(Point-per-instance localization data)
+ + + + +

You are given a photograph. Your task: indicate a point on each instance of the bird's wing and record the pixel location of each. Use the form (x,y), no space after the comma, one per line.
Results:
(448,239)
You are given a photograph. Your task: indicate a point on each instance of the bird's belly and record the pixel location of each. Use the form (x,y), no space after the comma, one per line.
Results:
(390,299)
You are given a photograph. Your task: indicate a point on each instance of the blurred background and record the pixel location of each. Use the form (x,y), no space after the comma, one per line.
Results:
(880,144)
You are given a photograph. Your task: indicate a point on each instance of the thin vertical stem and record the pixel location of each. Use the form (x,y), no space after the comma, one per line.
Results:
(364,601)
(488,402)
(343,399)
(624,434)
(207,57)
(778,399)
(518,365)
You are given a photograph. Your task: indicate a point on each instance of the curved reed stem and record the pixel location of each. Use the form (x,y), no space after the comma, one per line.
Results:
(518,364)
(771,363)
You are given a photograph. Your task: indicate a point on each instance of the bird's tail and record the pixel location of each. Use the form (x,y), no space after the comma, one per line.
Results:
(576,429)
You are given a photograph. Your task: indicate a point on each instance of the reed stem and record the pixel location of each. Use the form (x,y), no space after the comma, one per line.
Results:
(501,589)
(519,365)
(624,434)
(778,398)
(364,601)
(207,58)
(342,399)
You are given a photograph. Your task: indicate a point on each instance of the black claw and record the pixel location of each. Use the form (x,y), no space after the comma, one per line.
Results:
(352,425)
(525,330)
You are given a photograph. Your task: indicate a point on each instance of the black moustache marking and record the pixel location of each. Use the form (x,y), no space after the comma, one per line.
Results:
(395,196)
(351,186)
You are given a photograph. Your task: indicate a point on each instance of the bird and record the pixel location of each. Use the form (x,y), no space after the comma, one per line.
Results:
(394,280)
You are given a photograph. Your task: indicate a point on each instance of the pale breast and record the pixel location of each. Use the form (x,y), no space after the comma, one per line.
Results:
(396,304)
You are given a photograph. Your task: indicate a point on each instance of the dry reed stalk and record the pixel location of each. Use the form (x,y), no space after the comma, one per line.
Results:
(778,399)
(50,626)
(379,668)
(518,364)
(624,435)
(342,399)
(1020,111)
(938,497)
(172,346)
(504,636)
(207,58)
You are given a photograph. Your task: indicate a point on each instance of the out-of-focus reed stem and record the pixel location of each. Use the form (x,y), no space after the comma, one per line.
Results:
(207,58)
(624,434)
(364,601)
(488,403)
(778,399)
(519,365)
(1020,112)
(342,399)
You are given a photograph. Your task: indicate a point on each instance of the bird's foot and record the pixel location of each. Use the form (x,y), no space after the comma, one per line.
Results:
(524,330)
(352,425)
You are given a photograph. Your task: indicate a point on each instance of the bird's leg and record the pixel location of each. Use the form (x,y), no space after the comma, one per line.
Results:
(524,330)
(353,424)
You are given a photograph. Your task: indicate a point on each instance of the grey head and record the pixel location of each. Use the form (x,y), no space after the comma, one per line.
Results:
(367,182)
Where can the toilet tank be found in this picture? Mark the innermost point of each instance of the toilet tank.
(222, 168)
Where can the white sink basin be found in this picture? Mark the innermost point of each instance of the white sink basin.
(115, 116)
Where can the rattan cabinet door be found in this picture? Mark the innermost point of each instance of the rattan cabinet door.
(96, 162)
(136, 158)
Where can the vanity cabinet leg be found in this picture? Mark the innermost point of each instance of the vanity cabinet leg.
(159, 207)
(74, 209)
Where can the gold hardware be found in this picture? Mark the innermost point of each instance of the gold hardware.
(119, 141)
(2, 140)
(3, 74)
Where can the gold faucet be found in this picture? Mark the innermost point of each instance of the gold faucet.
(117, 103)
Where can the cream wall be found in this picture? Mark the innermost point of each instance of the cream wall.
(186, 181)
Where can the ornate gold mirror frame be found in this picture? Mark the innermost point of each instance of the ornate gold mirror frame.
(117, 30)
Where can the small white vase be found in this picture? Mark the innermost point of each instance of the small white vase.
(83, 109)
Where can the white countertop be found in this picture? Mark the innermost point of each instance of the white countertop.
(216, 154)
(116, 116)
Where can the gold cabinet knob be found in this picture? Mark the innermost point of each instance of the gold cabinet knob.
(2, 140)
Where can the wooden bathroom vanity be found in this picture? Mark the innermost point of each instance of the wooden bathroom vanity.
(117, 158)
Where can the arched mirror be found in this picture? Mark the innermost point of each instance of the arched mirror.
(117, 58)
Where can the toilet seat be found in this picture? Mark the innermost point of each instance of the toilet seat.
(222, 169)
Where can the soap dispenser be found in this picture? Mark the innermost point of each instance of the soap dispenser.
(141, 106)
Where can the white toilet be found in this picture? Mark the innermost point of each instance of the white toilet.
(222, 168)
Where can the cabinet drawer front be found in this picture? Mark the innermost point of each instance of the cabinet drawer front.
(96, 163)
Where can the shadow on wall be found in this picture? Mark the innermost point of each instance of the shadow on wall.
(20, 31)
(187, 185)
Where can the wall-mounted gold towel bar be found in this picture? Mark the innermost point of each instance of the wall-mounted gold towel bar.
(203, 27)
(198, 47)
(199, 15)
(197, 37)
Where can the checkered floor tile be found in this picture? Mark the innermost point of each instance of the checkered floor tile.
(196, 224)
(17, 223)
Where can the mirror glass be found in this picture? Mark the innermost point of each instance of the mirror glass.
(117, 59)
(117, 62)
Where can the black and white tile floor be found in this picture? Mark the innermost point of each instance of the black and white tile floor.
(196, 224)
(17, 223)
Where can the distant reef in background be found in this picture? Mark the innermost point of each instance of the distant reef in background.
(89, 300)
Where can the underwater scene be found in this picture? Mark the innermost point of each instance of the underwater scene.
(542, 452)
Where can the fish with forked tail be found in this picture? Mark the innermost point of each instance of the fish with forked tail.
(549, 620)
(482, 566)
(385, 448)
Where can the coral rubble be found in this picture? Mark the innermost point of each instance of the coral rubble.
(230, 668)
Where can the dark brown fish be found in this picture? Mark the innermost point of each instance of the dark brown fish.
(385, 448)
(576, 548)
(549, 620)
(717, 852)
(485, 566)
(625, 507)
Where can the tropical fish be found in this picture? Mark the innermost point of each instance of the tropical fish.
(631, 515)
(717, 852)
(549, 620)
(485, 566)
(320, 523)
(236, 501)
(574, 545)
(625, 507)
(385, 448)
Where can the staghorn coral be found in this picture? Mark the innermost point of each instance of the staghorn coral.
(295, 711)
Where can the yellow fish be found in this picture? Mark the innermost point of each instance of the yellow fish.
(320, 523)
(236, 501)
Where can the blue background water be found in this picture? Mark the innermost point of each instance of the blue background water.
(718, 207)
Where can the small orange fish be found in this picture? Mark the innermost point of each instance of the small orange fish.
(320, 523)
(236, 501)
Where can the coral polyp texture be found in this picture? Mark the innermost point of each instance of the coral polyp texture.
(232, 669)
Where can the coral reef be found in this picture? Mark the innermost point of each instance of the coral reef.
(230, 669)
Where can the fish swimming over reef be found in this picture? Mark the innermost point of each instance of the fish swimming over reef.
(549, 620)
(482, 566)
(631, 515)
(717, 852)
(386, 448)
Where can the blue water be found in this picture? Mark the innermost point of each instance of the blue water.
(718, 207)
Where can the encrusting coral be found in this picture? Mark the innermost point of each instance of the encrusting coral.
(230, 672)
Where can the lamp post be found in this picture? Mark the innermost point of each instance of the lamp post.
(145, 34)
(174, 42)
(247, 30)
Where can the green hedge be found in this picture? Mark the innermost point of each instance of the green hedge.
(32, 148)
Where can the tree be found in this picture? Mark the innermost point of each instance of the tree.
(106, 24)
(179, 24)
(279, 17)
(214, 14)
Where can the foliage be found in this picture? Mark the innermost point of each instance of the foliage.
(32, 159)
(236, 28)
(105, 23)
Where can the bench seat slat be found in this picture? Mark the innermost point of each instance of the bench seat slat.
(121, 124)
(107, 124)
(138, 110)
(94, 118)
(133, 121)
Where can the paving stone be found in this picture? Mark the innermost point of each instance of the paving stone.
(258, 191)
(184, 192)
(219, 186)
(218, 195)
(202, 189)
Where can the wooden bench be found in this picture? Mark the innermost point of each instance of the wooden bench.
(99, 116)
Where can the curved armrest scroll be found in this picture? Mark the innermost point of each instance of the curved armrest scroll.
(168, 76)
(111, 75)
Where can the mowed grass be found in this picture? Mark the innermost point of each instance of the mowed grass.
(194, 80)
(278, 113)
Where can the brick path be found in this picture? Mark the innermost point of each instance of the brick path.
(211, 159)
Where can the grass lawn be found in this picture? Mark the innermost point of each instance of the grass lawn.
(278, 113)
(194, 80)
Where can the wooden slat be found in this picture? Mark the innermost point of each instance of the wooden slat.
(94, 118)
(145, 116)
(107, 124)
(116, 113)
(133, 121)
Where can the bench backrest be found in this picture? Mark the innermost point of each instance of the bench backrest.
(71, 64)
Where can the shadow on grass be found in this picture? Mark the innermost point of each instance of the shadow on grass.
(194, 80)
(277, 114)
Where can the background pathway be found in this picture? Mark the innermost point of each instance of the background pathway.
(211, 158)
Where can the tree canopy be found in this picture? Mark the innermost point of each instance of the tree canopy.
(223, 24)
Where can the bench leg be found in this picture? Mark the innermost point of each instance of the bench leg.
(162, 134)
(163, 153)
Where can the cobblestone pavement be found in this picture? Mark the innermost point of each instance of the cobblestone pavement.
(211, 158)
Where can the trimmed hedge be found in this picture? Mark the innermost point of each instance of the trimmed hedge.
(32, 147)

+ + + + +

[WHAT YOU NEED TO DO]:
For every line above that includes the word "stem", return the line.

[THE ANSWER]:
You are given a photograph. Your task: indicate a point on each instance of the thin vertical stem and record the pixel location of each. Use the form (x,y), no space after the comma, one per line.
You are given a photograph. Your task: indicate a point on each instance of the curved reed stem and record the pixel location of each. Use the form (x,y), no space after the comma, one per line.
You are given a photograph. Your task: indicate a point on each instance of the reed stem and record the pixel location of each. Use the form (x,y), no space after the comma, one per line.
You are given a photograph. Your task: indicate a point on each instance of the out-of-focus reed stem and record the pixel location of each. Use the form (x,y), no space after the comma, one per line.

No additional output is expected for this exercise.